For years, states have placed hefty taxes on cigarettes and other "vice" commodities to increase revenue for the state. The logic being that if you insist on smoking, you'll pay for it, and at least others will benefit from your ever-more vilified choice to be a smoker.
And now Massachussetts, New York, and possibly several other states are presently considering a tax hike of $1 per pack, boosting the price of a single pack of cigarettes to more than $8.
This is an astronomic price for something that costs so little to make, but clearly people are willing to pay it. When I was in high school, circa 1990, I remember a friend telling me one day that if cigarettes ever reached $2 per pack, he'd quit. I thought, Yeah, right -- cigarettes will never cost that much. (They were around $1.25 at the time).
Well, they reached $2 by the end of the next year, and my friend kept smoking. I last saw him a few years ago, and he was still as much a chain-smoker as ever, and with 20 years invested in his habit, showed no signs of quitting.
= = =
> **Check your understanding**:
**A.** Transcribe the passage on cigarette taxes starting at "And now Massachussetts, New" and ending at "more than $8.".
**B.** In the passage on cigarette taxes, what was the price of a pack of cigarettes around 1990?
The material plays no part in this work.
= = =
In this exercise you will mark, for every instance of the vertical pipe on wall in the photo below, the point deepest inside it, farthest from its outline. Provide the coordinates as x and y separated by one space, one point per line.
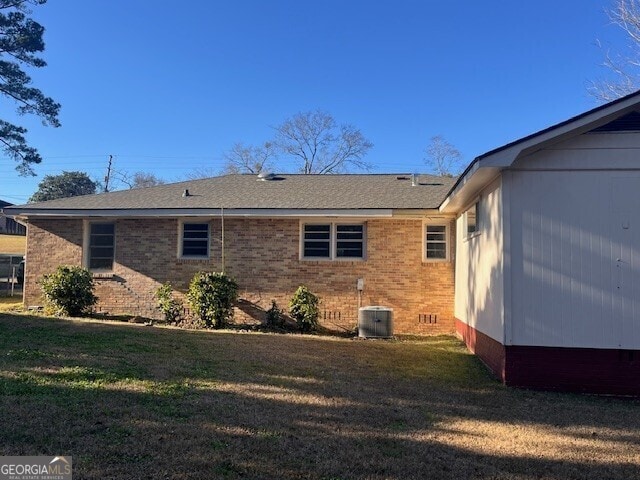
222 234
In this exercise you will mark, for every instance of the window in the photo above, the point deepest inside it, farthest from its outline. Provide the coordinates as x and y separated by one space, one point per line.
101 246
471 220
317 241
331 241
349 241
436 242
195 240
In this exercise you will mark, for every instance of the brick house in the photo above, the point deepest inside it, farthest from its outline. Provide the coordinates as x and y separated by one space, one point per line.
271 235
532 255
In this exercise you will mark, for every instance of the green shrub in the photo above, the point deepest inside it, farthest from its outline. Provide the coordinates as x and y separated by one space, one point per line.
304 309
211 296
169 306
275 316
69 291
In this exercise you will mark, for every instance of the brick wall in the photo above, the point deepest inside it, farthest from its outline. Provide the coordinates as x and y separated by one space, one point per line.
263 256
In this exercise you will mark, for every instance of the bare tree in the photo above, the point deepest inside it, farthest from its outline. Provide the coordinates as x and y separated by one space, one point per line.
319 145
625 66
443 158
138 179
249 159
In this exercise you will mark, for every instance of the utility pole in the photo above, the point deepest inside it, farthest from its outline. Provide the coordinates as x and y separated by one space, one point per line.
108 175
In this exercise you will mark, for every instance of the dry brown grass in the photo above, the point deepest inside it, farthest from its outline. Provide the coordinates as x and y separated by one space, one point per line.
138 402
14 244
= = =
> **Responses**:
**A.**
And now Massachussetts, New York, and possibly several other states are presently considering a tax hike of $1 per pack, boosting the price of a single pack of cigarettes to more than $8.

**B.** Around $1.25 per pack.